[Pointing and labeling entries]

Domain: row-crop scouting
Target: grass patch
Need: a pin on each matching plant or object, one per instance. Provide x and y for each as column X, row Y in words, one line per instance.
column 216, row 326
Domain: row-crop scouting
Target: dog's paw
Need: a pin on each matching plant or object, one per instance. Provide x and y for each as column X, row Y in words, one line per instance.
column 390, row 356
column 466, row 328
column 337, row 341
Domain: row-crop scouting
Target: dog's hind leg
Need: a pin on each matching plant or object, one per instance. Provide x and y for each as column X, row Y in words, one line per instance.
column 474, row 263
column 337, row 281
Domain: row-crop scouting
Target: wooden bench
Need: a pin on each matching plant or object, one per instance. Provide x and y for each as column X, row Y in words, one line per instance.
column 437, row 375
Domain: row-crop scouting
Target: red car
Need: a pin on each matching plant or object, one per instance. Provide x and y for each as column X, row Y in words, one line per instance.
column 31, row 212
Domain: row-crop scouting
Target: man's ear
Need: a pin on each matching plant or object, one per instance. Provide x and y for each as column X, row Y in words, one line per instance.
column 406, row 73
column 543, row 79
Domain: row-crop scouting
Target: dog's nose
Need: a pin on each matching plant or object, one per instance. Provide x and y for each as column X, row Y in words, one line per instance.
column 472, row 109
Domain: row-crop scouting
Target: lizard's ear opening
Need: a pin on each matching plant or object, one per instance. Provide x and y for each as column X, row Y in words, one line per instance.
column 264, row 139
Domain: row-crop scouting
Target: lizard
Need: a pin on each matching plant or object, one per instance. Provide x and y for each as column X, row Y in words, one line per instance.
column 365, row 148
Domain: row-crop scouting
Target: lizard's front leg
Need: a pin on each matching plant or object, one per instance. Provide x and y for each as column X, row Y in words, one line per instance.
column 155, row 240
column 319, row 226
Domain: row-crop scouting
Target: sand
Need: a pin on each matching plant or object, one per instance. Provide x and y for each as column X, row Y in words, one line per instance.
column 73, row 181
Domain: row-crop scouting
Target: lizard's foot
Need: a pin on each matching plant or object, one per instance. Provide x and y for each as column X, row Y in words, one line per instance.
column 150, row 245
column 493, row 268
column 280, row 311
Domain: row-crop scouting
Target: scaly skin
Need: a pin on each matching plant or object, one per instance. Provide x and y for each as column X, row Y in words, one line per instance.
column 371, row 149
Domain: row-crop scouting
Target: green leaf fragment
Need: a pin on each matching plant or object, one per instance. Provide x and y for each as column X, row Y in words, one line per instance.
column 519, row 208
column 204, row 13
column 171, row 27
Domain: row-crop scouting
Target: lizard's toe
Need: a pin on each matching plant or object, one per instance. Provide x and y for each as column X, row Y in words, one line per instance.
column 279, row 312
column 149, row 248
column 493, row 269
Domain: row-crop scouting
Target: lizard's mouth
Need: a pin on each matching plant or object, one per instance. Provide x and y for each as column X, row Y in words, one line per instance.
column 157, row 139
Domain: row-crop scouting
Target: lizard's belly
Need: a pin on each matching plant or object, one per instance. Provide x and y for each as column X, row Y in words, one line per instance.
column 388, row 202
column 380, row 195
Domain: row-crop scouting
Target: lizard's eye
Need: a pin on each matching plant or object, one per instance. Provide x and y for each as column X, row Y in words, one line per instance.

Objective: Reproduce the material without alteration, from its beginning through the line containing "column 216, row 326", with both ends included.

Reply:
Domain: row-crop scouting
Target: grass patch
Need: a pin on each matching plant or object, one per instance. Provide x and y for each as column X, row Y in words, one line per instance.
column 216, row 326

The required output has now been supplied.